■ What is required ■
The response should hold every record from the listing that follows, verbatim, and no pictures.

■ Data listing ■
--------------------------------

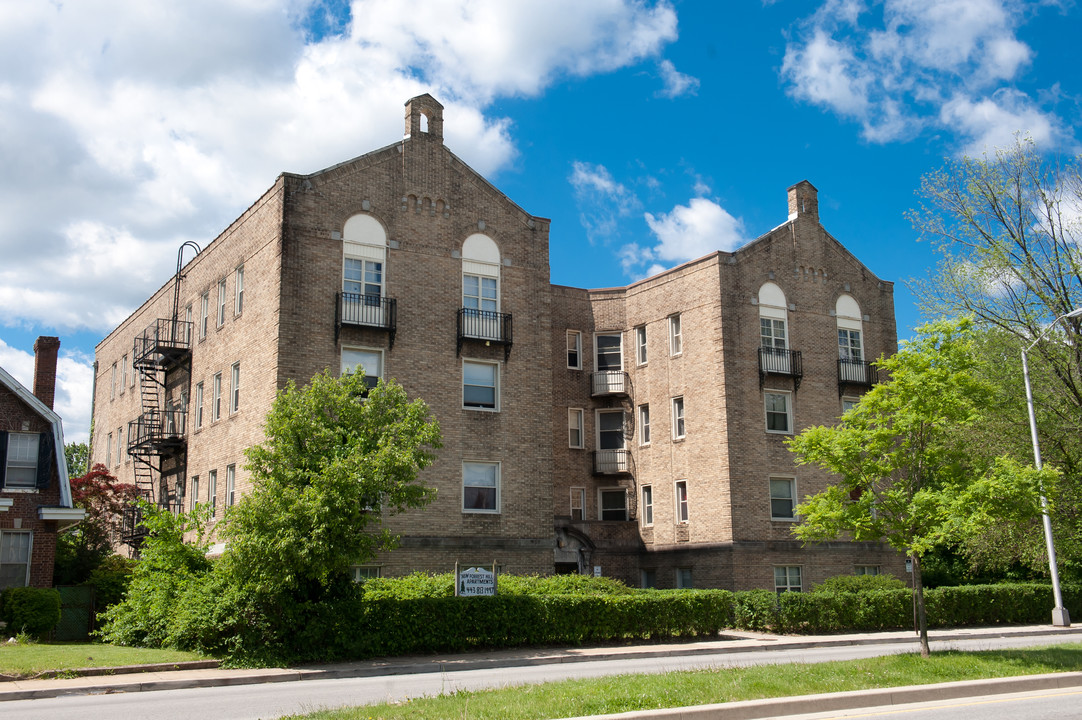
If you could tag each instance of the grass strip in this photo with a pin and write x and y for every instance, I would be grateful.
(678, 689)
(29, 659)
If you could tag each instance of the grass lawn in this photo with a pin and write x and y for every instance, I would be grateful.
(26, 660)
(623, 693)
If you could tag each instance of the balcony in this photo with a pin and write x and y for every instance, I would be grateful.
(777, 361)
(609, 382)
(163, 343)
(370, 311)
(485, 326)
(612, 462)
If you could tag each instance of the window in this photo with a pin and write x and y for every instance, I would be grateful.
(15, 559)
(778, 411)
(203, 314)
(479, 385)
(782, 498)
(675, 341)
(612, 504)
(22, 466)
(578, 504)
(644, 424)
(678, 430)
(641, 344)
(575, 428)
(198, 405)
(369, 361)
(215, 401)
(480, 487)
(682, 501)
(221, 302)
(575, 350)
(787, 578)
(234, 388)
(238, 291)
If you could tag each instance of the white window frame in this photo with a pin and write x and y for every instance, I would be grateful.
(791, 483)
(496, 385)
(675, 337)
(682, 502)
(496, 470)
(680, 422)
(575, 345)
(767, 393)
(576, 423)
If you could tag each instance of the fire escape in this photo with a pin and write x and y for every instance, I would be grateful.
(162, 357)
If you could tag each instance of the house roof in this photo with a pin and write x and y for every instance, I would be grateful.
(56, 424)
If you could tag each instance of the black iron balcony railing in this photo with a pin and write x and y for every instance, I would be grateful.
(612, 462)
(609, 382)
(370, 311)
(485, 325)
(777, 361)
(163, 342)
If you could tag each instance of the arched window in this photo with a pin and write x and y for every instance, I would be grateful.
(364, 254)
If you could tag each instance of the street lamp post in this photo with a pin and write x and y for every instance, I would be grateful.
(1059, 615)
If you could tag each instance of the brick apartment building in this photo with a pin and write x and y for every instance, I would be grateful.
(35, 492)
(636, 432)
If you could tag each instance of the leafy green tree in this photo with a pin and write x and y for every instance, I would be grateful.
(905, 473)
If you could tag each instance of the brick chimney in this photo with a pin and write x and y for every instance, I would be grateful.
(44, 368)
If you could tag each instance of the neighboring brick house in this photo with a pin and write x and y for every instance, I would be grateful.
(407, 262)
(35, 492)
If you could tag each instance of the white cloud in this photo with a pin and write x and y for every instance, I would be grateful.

--------------------------------

■ Written answer ■
If you could tag each instance of the grass strip in this photo with a pin and write x and y for every instance, I would be grateful.
(678, 689)
(29, 659)
If you could tag each instance of the grass lawn in this photo with a pin and write x and y for every instance, I would be grateful.
(26, 660)
(623, 693)
If you could tag each instance of the balcony in this photo with a pin and write x and y for every instance, I would be grateful.
(777, 361)
(609, 382)
(163, 343)
(370, 311)
(485, 326)
(612, 462)
If you could tag each instance of the window in this photo with a pin and write x and y for every instance, I would be grateful.
(15, 559)
(778, 411)
(203, 314)
(479, 385)
(782, 498)
(675, 341)
(612, 504)
(22, 466)
(578, 504)
(644, 424)
(678, 430)
(641, 344)
(575, 428)
(198, 405)
(369, 361)
(215, 401)
(480, 487)
(682, 501)
(221, 302)
(575, 350)
(787, 578)
(234, 388)
(238, 291)
If you could tag each instance of the white window frame in this photo with a pin and write x and y for every instance, I would be grateful.
(791, 483)
(496, 385)
(675, 337)
(682, 502)
(496, 470)
(680, 422)
(575, 345)
(767, 393)
(576, 423)
If you could tag each instance of the fire escape in this photo with a pin and write x and y for every instance, I would be grateful.
(162, 357)
If you could tag each instance of the house roof in this photo with a pin and write x and y for every instance, I would be grateful.
(56, 424)
If you could tag each instance of the black iron balcony railing in this photo with a pin and write x and y for every instance, I would be grateful.
(612, 462)
(609, 382)
(370, 311)
(485, 325)
(777, 361)
(163, 342)
If you could tag each instance of the arched window in this photo with a pin and write x and y for every instance, I would be grateful.
(364, 254)
If you could tag each instance of the street lamp post in this photo with a pin and write x and y for every instance, I would be grateful.
(1059, 615)
If you could tag each instance of the brick apartment building in this photo with a pin and write x and y for every instance, I would be grateful.
(35, 492)
(636, 432)
If you could tag each instance of the leafy green tree in this photo with a pin and write x and y for every instance, I would be grateful.
(905, 473)
If you could tag each instance of the brick chimney in this photo with a pin and write x and y for every instance, I would be grateful.
(44, 368)
If you could tag each instance of the neighboring brick house in this photo with a pin and write x and y for every instance, I would be grateful.
(407, 262)
(35, 492)
If you could tag each instance of the white cloud in this photo with a pin and write x and y for every instance, I would be grateful.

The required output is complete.